━━ Excerpt ━━

But why is ~/.ubuntuone/Purchased from Ubuntu One the problem here, I can't tell.

summary: - Can't sync folders with non-ASCII names
+ Can't sync folders with non-ASCII names (valid UTF-8)
Roman Yepishev (rye) on 2010-04-27
summary: - Can't sync folders with non-ASCII names (valid UTF-8)
+ Can't create UDF with non-ASCII names (valid UTF-8)
Rick McBride (rmcbride) wrote :

Chinese and Japanese characters works fine. This must be a subset of valid UTF-8 characters causing the issue.

Roman Yepishev (rye) on 2010-04-27
Changed in ubuntuone-client (Ubuntu):
assignee: nobody → Roman Yepishev (rye)
Roman Yepishev (rye) wrote :

First item to fix is the udf name decoding in AQ:

CreateUDF.__init__:
# XXX Unicode boundary?
self.name = name.decode('utf8')

However after this is applied the UDF is created on the server properly but notification about new UDF fails with:

2010-04-29 11:21:48,741 - ubuntuone.SyncDaemon.EQ - ERROR - Error encountered wh
ile handling: VM_UDF_CREATED in <ubuntuone.syncdaemon.dbus_interface.EventListen
er object at 0xabcb9ac>
Traceback (most recent call last):
  File "/usr/lib/python2.6/dist-packages/ubuntuone/syncdaemon/event_queue.py", line 794, in _dispatch
    method(*args, **kwargs)
  File "/usr/lib/python2.6/dist-packages/ubuntuone/syncdaemon/dbus_interface.py", line 640, in handle_VM_UDF_CREATED
    self.dbus_iface.folders.emit_folder_created(udf)
  File "/usr/lib/python2.6/dist-packages/ubuntuone/syncdaemon/dbus_interface.py", line 1322, in emit_folder_created
    udf_dict = self._get_udf_dict(folder)
  File "/usr/lib/python2.6/dist-packages/ubuntuone/syncdaemon/dbus_interface.py", line 1250, in _get_udf_dict
    udf_dict[unicode(k)] = unicode(v)
UnicodeDecodeError: 'ascii' codec can't decode byte 0xd0 in position 2: ordinal not in range(128)

Flemming Christensen (laoshi) wrote :

Like Milan I get
$ python utf8-filename-check.py
You don't have any filenames with broken names

But waiting-metadata gives:
Oops, an error ocurred:
Traceback (most recent call last):
Failure: dbus.exceptions.DBusException: org.freedesktop.DBus.Python.UnicodeEncodeError: Traceback (most recent call last):
  File "/usr/lib/pymodules/python2.6/dbus/service.py", line 702, in _message_cb
    retval = candidate_method(self, *args, **keywords)
  File "/usr/lib/python2.6/dist-packages/ubuntuone/syncdaemon/dbus_interface.py", line 204, in waiting_metadata
    waiting_metadata.append(str(cmd))
  File "/usr/lib/python2.6/dist-packages/ubuntuone/syncdaemon/action_queue.py", line 1442, in __str__
    for attr in str_attrs]
UnicodeEncodeError: 'ascii' codec can't encode character u'\xe4' in position 17: ordinal not in range(128)

And this seems to block synchronization - the offending file, whatever that may be, is not simply ignored

Roman Yepishev (rye) on 2010-05-09
Changed in ubuntuone-client (Ubuntu):
assignee: Roman Yepishev (rye) → Guillermo Gonzalez (verterok)

━━━
━━ Provided records ━━

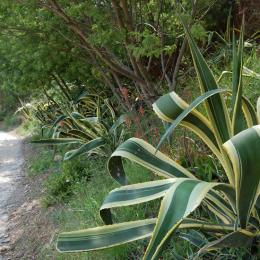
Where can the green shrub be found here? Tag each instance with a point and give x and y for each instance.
(233, 138)
(60, 185)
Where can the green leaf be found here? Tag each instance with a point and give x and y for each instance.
(240, 238)
(57, 141)
(244, 152)
(106, 236)
(170, 106)
(85, 148)
(187, 111)
(134, 194)
(182, 199)
(258, 110)
(237, 117)
(144, 154)
(215, 105)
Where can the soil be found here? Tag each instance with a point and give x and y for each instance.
(24, 227)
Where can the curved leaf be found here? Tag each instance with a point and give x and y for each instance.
(244, 152)
(182, 198)
(57, 141)
(258, 110)
(93, 144)
(187, 111)
(142, 153)
(106, 236)
(134, 194)
(240, 238)
(215, 105)
(170, 106)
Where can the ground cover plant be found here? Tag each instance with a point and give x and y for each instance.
(95, 131)
(234, 139)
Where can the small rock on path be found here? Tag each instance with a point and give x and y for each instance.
(11, 161)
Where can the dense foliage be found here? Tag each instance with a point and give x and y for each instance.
(87, 74)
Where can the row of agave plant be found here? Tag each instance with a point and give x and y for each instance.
(231, 130)
(91, 126)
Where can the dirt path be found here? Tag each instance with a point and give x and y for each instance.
(11, 161)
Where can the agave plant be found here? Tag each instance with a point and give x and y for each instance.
(233, 136)
(99, 134)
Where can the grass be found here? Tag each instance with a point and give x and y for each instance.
(81, 211)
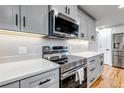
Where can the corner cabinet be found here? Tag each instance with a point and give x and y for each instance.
(9, 17)
(68, 10)
(87, 27)
(34, 19)
(25, 18)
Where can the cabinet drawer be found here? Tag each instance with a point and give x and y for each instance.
(91, 81)
(91, 70)
(11, 85)
(42, 80)
(55, 85)
(92, 60)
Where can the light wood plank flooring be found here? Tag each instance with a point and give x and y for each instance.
(112, 77)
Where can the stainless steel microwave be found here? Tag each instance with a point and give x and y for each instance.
(62, 26)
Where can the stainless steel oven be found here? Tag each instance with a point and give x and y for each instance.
(69, 65)
(68, 78)
(62, 26)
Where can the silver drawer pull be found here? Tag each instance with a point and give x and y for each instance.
(92, 61)
(92, 80)
(44, 81)
(92, 69)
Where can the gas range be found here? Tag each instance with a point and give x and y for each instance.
(59, 55)
(69, 65)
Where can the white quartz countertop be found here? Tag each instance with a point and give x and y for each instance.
(87, 54)
(14, 71)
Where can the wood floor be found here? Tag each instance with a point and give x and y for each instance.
(112, 77)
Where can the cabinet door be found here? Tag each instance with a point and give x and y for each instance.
(91, 29)
(83, 25)
(34, 19)
(11, 85)
(9, 17)
(60, 8)
(72, 11)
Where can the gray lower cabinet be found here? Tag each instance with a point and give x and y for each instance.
(34, 19)
(25, 18)
(45, 80)
(95, 68)
(11, 85)
(48, 79)
(9, 17)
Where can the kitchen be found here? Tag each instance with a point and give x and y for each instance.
(57, 46)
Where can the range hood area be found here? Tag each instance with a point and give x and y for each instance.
(61, 46)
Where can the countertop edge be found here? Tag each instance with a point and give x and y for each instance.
(27, 76)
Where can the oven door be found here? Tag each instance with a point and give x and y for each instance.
(62, 26)
(70, 81)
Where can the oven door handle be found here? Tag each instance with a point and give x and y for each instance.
(65, 75)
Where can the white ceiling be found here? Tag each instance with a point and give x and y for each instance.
(106, 15)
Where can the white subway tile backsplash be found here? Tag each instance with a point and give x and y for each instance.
(9, 46)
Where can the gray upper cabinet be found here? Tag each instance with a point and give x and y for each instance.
(34, 19)
(68, 10)
(9, 17)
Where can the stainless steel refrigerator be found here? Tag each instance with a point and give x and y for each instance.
(118, 50)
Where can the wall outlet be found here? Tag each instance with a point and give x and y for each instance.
(22, 50)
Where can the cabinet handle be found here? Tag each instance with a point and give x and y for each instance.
(16, 20)
(69, 11)
(101, 63)
(92, 37)
(92, 69)
(44, 82)
(92, 80)
(23, 21)
(66, 9)
(82, 35)
(92, 61)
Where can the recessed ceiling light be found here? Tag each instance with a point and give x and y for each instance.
(121, 6)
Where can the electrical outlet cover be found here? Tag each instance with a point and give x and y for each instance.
(22, 50)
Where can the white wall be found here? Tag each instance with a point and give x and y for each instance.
(118, 29)
(9, 46)
(94, 45)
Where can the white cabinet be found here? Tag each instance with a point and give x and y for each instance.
(34, 19)
(11, 85)
(68, 10)
(87, 27)
(105, 45)
(91, 29)
(45, 80)
(9, 17)
(83, 25)
(95, 66)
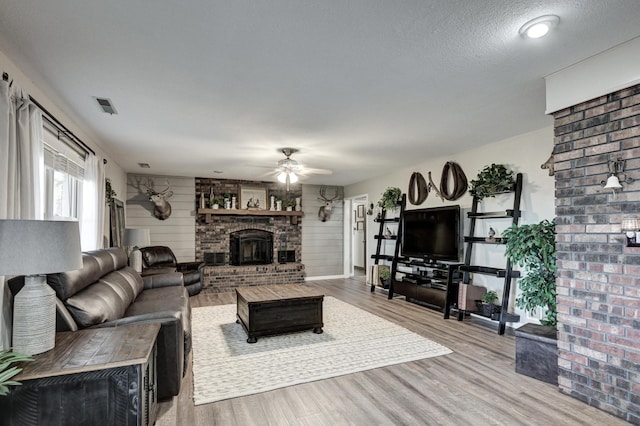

━━━

Your objective
In the bug thread, who was the bug reassigned to on 2010-05-09?

Complete response
Guillermo Gonzalez (verterok)